▸ QUOTED PASSAGE
◇ ◇ ◇ ◇ ◇

For the case of speech, Fig. 8.2 shows an extreme case of some vowels represented by their formant frequencies F1 and F2. The vowels represented are as pronounced in the words beet (/i/), bat (/ae/), bot (/a/), and boot (/u/). Notice that they fall into nice groupings. Unfortunately, speech data are not generally this well behaved. For instance, if more vowels were added to the chart, the classes would often intermingle in the F1–F2 space. Furthermore, there is enough variability in speech that the graphing of the F1–F2 values from a large spoken-language database into this figure would leave little white space.


FIGURE 8.1 Distinct classes of Swedish basketball players (circles) and speech-recognition researchers (triangles). The points labeled z1 and z2 are the means for these two classes. The solid line represents a linear decision boundary derived from a minimum Euclidean distance, and the thick dashed line is a linear decision boundary that would perfectly separate classes for these data.

Note that in each case the individual examples were represented by some choice of variables. In the case of speech, for instance, we did not attempt to distinguish between vowel classes by using individual waveform amplitudes as features, but rather by using variables that we believed to be relevant to classification. In general, the choice of input representation is one of the major issues in the study of pattern recognition.


FIGURE 8.2 Fl and F2 for various vowels.


As shown in Fig. 8.3, the first step in any pattern-classification system is to evaluate some representation of the input pattern. Although in some cases this is the degenerate representation that consists of the raw input data, in general this can be improved with signal processing. In the case of speech, for instance, some form of power spectrum is often evaluated. Typically, these acoustic representations (vectors of relevant variables) are extracted within successive analysis windows that overlap. For example, windows of 20–30 ms overlapped by 10 ms are often used, although step sizes between frames can range from 5 to 20 ms. The features extracted are generally spectral or cepstral coefficients that condense the information in the speech signal to a vector of numbers, typically of length 5–40. For the classification of one-dimensional time series such as monaural music or speech, the input time series is transformed into a sequence of feature vectors that are sampled at a rate that is generally much lower than the original sequence (though each sample is represented by a vector rather than the original scalar).

What are the major considerations involved in the choice of a feature representation? Since the overall goal in pattern classification is to distinguish between examples of different classes, in general the goal of feature extraction is to reduce the variability for features for examples that are associated with the same class, while increasing the distinction between features from examples that belong to different classes. In some cases this goal can be formulated as an explicit criterion that yields a procedure or even an analytical solution for optimal performance (such as the linear discriminant that will be briefly described later in this chapter). The training data, however, may not give us a complete picture of the variability that will be seen during the classification process, so it is desirable to normalize for irrelevant factors in the data wherever possible. For the case of speech recognition, a number of these examples will be given in a later chapter, but for now we note that such normalization schemes (for instance, to reduce the effects of overall energy or of some constant spectral factor) can be important for practical classification systems.

◇ ◇ ◇ ◇ ◇

▸ WHAT YOU NEED TO DO
• A. Do these statements agree with the passage on speech pattern classification: (i) analysis windows of 20–30 ms overlapped by 10 ms are often used, (ii) the feature vectors are typically of length 50–100, and (iii) the vowel classes were distinguished by using individual waveform amplitudes as features? Answer each with yes or no and quote the deciding words.
• B. Can you write the next part of the passage on speech pattern classification, starting after its last sentence?

◇ ◇ ◇ ◇ ◇

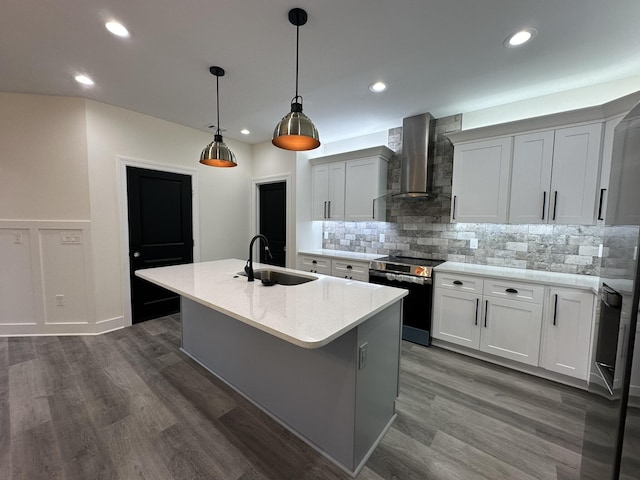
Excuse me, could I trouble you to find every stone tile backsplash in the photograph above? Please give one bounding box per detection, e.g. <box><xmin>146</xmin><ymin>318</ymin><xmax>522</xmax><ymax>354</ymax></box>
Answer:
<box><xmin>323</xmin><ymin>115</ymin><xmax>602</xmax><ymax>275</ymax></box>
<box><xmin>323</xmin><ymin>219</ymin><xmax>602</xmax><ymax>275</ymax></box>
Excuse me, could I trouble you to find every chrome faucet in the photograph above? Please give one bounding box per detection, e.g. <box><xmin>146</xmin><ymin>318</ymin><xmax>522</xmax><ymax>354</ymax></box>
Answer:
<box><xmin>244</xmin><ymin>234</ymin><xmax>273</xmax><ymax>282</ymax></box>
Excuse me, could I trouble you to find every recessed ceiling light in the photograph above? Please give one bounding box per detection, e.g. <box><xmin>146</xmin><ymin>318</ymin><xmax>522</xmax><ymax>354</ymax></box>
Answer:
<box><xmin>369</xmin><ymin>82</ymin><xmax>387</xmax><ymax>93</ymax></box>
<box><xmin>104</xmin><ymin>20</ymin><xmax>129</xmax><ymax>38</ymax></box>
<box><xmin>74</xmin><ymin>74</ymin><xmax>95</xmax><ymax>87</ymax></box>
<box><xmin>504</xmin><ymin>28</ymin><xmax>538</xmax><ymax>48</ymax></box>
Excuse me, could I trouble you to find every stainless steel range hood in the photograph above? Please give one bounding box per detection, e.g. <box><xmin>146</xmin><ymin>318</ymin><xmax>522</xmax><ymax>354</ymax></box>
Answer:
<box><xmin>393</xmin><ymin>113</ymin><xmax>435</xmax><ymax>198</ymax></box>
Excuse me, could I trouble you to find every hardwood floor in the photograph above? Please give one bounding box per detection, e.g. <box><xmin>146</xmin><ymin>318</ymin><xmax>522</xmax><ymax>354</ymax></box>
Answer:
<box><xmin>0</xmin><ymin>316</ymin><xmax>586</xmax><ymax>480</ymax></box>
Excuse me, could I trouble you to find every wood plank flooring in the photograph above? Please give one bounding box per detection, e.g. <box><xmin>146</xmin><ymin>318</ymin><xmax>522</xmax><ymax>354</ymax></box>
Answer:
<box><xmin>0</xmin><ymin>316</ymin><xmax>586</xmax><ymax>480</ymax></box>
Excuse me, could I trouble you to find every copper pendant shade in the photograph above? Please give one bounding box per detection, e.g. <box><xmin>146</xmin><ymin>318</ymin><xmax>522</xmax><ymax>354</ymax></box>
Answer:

◇ ◇ ◇ ◇ ◇

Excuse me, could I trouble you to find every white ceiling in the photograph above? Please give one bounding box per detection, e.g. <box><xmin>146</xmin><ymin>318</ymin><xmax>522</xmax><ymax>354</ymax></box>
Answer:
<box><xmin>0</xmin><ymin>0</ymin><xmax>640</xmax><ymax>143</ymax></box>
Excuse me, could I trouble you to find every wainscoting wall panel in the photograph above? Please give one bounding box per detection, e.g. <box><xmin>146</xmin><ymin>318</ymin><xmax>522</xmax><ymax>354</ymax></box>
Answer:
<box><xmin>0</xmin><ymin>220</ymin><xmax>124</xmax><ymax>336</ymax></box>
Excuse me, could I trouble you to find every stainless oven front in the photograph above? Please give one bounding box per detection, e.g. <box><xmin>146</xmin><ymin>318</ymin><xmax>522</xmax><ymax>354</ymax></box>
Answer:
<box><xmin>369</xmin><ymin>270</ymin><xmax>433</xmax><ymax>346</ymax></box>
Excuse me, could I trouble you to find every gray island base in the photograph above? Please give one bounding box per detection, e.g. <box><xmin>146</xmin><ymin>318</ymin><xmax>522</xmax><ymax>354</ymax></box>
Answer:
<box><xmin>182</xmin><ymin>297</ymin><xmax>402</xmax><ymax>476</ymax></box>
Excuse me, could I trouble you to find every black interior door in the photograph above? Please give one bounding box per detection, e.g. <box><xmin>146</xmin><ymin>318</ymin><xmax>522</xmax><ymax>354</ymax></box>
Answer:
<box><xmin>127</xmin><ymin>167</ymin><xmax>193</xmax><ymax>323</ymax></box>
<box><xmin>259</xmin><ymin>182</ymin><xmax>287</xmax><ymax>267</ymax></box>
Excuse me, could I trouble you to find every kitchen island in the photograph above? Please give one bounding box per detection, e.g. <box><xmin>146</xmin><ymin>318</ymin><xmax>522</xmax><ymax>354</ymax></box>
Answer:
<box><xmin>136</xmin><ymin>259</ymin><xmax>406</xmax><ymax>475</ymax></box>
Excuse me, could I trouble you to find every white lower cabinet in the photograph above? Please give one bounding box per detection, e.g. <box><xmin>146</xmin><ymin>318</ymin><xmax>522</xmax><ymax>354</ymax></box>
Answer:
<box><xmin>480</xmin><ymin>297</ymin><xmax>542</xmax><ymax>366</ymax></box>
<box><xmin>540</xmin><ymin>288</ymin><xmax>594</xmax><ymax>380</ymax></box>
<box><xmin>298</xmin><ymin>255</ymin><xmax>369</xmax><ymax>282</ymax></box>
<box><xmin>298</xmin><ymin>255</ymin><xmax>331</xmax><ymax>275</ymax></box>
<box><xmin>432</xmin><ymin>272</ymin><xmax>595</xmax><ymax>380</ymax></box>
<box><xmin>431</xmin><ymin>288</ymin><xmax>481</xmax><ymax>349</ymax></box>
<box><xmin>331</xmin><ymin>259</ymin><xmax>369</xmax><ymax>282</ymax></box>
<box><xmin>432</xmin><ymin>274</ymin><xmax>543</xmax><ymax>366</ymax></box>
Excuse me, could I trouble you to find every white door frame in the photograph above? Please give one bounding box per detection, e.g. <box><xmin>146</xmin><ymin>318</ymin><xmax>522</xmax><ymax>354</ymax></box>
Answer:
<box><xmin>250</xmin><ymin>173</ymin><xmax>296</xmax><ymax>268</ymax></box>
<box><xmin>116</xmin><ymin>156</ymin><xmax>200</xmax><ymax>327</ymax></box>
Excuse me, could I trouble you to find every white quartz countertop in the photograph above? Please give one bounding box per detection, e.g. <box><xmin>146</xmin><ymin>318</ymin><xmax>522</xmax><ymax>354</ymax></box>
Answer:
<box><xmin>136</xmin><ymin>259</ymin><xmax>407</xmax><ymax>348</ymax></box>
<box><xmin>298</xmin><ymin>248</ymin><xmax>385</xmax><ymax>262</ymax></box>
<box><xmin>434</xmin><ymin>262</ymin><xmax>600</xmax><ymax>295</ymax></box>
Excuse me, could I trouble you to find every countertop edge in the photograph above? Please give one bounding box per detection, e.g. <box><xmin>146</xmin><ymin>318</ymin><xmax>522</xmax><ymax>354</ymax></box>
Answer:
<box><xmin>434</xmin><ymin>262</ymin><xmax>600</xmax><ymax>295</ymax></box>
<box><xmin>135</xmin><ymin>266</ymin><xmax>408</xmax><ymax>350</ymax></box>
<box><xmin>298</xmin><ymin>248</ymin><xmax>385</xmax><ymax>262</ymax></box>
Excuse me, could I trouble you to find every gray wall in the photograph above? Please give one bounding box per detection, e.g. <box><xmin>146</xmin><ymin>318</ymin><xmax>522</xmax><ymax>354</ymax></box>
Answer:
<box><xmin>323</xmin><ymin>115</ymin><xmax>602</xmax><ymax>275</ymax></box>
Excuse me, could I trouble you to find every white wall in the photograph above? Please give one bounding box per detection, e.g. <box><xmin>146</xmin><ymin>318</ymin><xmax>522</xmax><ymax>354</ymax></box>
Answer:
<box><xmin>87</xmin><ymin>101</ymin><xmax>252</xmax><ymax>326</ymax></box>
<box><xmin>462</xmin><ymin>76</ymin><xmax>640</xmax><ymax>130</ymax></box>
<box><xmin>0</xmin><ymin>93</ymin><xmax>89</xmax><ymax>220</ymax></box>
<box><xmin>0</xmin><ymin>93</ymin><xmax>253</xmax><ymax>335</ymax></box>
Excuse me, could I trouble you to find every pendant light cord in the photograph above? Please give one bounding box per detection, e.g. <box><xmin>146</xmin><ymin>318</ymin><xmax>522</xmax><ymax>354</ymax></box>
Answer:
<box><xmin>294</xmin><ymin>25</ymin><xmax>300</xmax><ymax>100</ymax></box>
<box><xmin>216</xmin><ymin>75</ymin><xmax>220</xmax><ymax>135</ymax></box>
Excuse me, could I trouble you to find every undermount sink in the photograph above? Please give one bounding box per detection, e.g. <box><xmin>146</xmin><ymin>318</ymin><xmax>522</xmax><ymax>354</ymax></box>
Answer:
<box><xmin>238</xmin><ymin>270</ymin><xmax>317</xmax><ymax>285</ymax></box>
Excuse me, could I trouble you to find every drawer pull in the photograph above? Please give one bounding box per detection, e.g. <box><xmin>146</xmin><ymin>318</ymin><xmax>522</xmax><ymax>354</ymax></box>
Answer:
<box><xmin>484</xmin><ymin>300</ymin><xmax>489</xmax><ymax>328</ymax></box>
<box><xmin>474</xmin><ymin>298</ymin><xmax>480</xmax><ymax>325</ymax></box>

◇ ◇ ◇ ◇ ◇

▸ ANSWERS TO THE EXERCISE
• A.
(i) Yes: "windows of 20–30 ms overlapped by 10 ms are often used"
(ii) No: "typically of length 5–40"
(iii) No: "we did not attempt to distinguish between vowel classes by using individual waveform amplitudes as features"

• B.
Despite these deep problems associated with normalizing for unseen conditions, it is still true that it is desirable to learn something about the capabilities of candidate feature sets for discrimination from the data. This should be the goal of feature extraction – in some sense, the pattern classification can be solved trivially if the features are good enough. In practice, for most interesting problems none of the components of the task are truly trivial.


FIGURE 8.3 Pattern classification is often divided into two major components – feature extraction and the classification of the features associated with a pattern.

Aside from this basic goal of feature extraction, another perspective is the determination of the best feature vector size. The best representations for discrimination on the training set have a large dimensionality. In fact, given enough dimensions, a group of patterns may be split up in any arbitrary way. However, the best representations for generalization to the test set are usually succinct. Too detailed a representation may also represent characteristics of the particular training set that will not be present for independent data sets. Thus, there is a trade-off between the training-set classification performance and generalization to the test set. For instance, in the extreme case, you could represent the training set by storing a million measurements for each example; this will permit the splitting of the training set into the labeled categories with a trivial classifier. However, if many of the dimensions are not reliable measures for distinguishing between examples of the classes in unseen data (as is almost certainly the case with so many measures), then classification on a test set will be difficult.

In general, it is desirable to find a good (and moderate-sized) set of generalizable features. There are several common methods of reducing the dimensionality of the features. Two direct analytical approaches are principal components analysis (PCA) and linear discriminant analysis (LDA). The object of PCA is to find a projection of the feature vector down to a lower dimension, such that the variance accounted for is maximized. This is the most common approach used, and it is reasonable if you don't know anything else about the data. The limitation is that the components are chosen to maximize the variance accounted for, which can be a problem if most of the variance isn't important for discrimination such as the variance near 0 Hz within speech signals. For pattern classification, it is often better to have components that maximally account for discriminability.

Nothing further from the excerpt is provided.